== Task description ==
The data below should be printed in full, exactly, and without any of its images.

**** Data to process

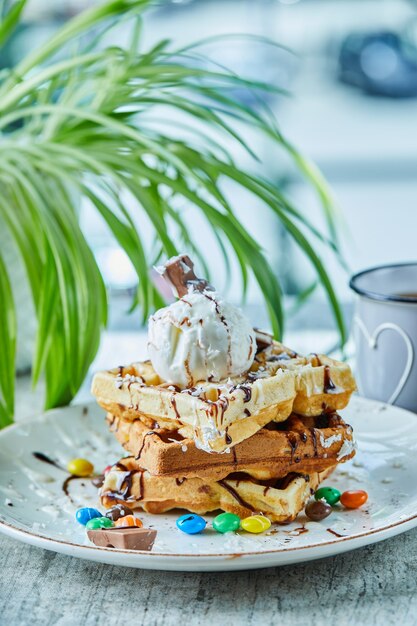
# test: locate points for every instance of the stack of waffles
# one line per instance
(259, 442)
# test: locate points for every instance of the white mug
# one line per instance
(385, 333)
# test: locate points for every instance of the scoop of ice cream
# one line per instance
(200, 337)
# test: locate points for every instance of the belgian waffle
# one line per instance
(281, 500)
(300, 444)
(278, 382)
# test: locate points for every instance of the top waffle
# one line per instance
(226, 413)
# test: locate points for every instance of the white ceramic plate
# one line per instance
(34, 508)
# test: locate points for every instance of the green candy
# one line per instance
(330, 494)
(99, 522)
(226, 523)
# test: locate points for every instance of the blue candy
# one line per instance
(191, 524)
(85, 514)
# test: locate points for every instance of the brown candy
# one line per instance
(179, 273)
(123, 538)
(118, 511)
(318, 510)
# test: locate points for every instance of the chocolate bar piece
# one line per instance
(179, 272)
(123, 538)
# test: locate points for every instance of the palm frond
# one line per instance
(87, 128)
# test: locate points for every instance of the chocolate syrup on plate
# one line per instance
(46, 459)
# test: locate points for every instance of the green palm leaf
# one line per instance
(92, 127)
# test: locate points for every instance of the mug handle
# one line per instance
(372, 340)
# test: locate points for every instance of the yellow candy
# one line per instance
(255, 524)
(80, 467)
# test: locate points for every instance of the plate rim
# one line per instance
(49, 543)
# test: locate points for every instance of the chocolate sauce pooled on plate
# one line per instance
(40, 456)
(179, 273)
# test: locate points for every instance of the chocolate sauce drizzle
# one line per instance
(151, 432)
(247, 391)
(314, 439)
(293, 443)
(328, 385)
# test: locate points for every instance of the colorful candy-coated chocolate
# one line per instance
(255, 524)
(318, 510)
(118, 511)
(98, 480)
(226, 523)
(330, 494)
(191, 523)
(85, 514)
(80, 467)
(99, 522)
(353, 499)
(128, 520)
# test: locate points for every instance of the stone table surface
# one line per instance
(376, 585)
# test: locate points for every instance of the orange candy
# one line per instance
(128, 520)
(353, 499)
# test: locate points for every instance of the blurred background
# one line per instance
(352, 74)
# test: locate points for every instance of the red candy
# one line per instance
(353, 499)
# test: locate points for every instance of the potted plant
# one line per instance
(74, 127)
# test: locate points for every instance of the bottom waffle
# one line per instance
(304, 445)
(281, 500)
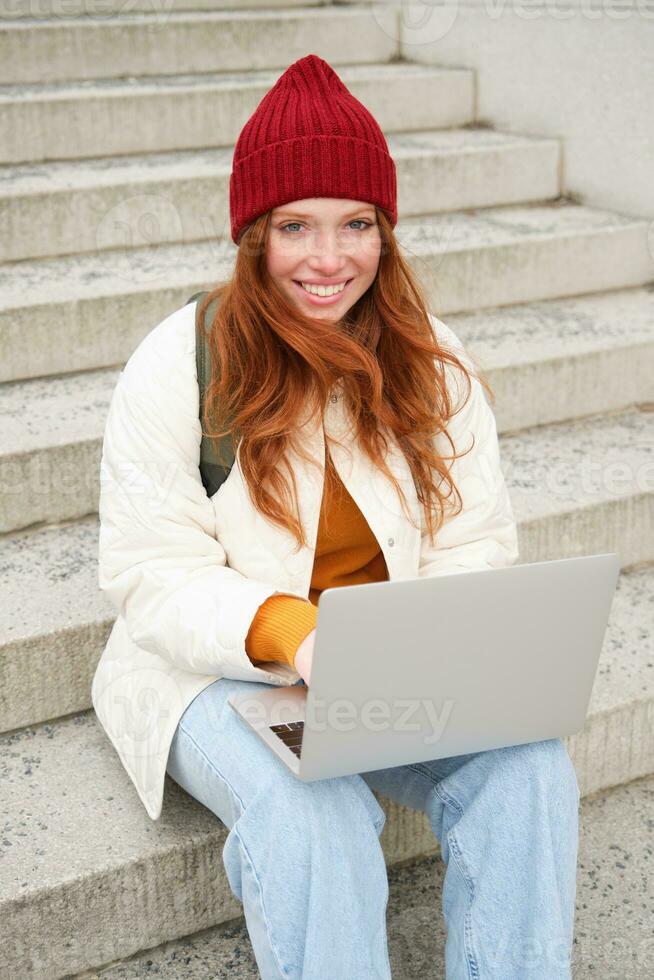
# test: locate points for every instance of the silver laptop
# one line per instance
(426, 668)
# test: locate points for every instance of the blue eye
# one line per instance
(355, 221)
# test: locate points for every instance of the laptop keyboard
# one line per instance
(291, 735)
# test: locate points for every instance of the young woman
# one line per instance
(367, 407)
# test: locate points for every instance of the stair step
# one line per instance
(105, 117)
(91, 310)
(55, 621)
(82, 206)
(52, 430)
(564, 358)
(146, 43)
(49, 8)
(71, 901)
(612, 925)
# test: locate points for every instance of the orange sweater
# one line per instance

********

== Answer area ==
# test: locate points for every instance of the stack of waffles
# one line per instance
(259, 442)
# test: locate points for every instance of the white mug
# one line per instance
(385, 333)
# test: locate points for every instance of the scoop of ice cream
# one line per instance
(200, 337)
# test: locate points for every instance of the belgian waffle
# one line per instance
(281, 500)
(300, 444)
(278, 382)
# test: locate points for every instance of the top waffle
# one line per instance
(226, 413)
# test: locate points for every instance of the white ceramic plate
# one line per instance
(34, 508)
# test: locate points for every instance of the green candy
# one line per instance
(330, 494)
(99, 522)
(226, 523)
# test: locate points for every instance of the blue candy
# one line per instance
(191, 524)
(85, 514)
# test: locate points for every instance of the brown candy
# one line per instance
(179, 273)
(123, 538)
(118, 511)
(318, 510)
# test: locate points for every instance of the chocolate bar piece
# one line per instance
(179, 272)
(123, 538)
# test: locate points for every instance of the palm frond
# one line per instance
(87, 128)
# test: locate points for every instance of the chocolate syrup on plate
# one line per instance
(46, 459)
# test: locate points for every instance of the green palm leaf
# one line per instance
(92, 127)
# test: locate points for every instance of the mug handle
# one line per instance
(372, 340)
# test: locate points for every instance of the yellow candy
# one line per instance
(255, 524)
(80, 467)
# test: locate points for every instance of the plate rim
# one line per instance
(49, 543)
# test: locate points for every instance of the chocolate sauce pooled on plate
# one line per instance
(40, 456)
(179, 273)
# test: locate points for every instance of the chocolate sauce drizzle
# one line per instance
(151, 432)
(247, 391)
(314, 439)
(293, 443)
(328, 385)
# test: locate points for every instance of the colorful candy-coated chocolate
# one line per instance
(255, 524)
(318, 510)
(118, 511)
(98, 480)
(226, 523)
(330, 494)
(191, 523)
(85, 514)
(80, 467)
(99, 522)
(353, 499)
(128, 520)
# test: locate points for every instance of the stone table surface
# one line per instance
(376, 585)
# test: locate points for every instance of the orange candy
# one line per instance
(128, 520)
(353, 499)
# test: locate points for every instance of the blurred background
# one line per instance
(352, 74)
# test: locate points for every instance of the red candy
# one line per instance
(353, 499)
# test: locate points for every instance of the potted plant
# one line per instance
(74, 127)
# test: locate points for every instance of the bottom waffle
# one line per instance
(304, 445)
(281, 500)
# test: locate points for every instance of the silver laptop
# one line per instance
(426, 668)
# test: locate points for every instance of the blue eye
# one line per instance
(355, 221)
# test: locate points for every instance of the laptop keyboard
# one line per instance
(291, 735)
# test: locate points for every instance of the young woman
# one line per instance
(367, 407)
# test: locate points for every instance of the stair step
# one line per instance
(105, 117)
(91, 310)
(55, 621)
(82, 206)
(52, 430)
(564, 358)
(146, 43)
(49, 8)
(71, 901)
(612, 925)
# test: locate points for every instance of the orange sweater
# one line per instance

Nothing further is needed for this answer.